─── SELECTION ───

This time, it's the turn of the iPhone and its younger iPod touch brother. In the past few years we've seen Apple's pintsize devices mature from sexy gadget bricks into powerful feature-filled games consoles.

They have ecosystems, superstar developers, anticipated releases, sequels, franchises, and mascots. If Nintendo made its name with a portly plumber and Sega fought back with a speedy blue hedgehog, Apple's heroes are kamikaze birds, pixel-art warriors, and blobs of goo.

With so many high-quality iPhone games launched since January 1st, it proved more difficult than ever to pick just ten that have summed up the first six months of 2011.

The App Store is close to bursting with smart, creative, funny, and intelligent new games. Here's hoping this small selection does it justice.

Superbrothers: Sword & Sworcery EP Micro
Capybara Games - Review - Buy

Sworcery EP Micro

Sword & Sworcery, a pixel-art epic from three Canadian wizards of games, design, and music, doesn't fall into any genre neatly.

It has fetch quests and sharp battles, but it's not an RPG. It has puzzles and exploration, but it's no Monkey Island.

In actual fact, it is, despite a litany of influences from Zelda to Shadow of the Colossus, a unique beast. There's a boar who rocks out with his pixelated willy out, a chapter that requires a real-life lunar cycle to complete, and a snoozy dreamworld to explore.

One of the game's most contentious features is an omnipresent "Tweet this" button, which lingers over every line of dialogue. There's a slight air of pomposity there, as if everything that Capy and Superbrothers have written is worthy of parroting back to your Twitter feed. To be fair, most of it is.

─── SUPPLIED INFORMATION ───

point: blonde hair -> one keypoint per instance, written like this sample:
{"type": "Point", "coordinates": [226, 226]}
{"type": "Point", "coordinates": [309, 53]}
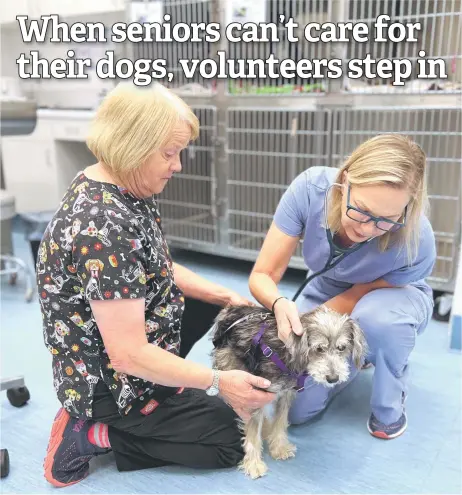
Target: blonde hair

───

EXERCISE TASKS.
**A)** Copy the passage of the iPhone games article between "It has fetch" and "dreamworld to explore.", inclusive.
**B)** Proceed with the article on the best iPhone games of early 2011, continuing from its last sentence.

ANSWERS IN ORDER.
**A)**
It has fetch quests and sharp battles, but it's not an RPG. It has puzzles and exploration, but it's no Monkey Island.

In actual fact, it is, despite a litany of influences from Zelda to Shadow of the Colossus, a unique beast. There's a boar who rocks out with his pixelated willy out, a chapter that requires a real-life lunar cycle to complete, and a snoozy dreamworld to explore.

**B)**
In the end, Sworcery is a laidback and zen-like experience, all curiosity and discovery. Via the iPhone's tiny screen, you are offered a window into a weird and wonderful little 'paralleliverse'. Bring headphones, and an open mind.

League of Evil
Ravenous Games - Review - Buy League of Evil

They said it couldn't be done. With no physical buttons and no tactile D-pad, the iPhone was apparently uninhabitable terrain for bouncy platformers, tough-as-nails action games, and old skool adventures.

Ravenous Games proved them wrong. League of Evil's giant on-screen buttons are responsive and reliable enough to let you leap massive gaps, hop off walls, avoid obstacles, and punch malicious boffins square in the mug. All with reckless abandon and ease.

Evil plays like a self-aware remix of Super Mario Bros, set to constant speedrun. It transports us back, violently, to an era of rock-hard platformers and ruthless game design that’s been lost in games of late. To seal the deal, the game’s been decorated in retro pixel attire and shrill chiptune music.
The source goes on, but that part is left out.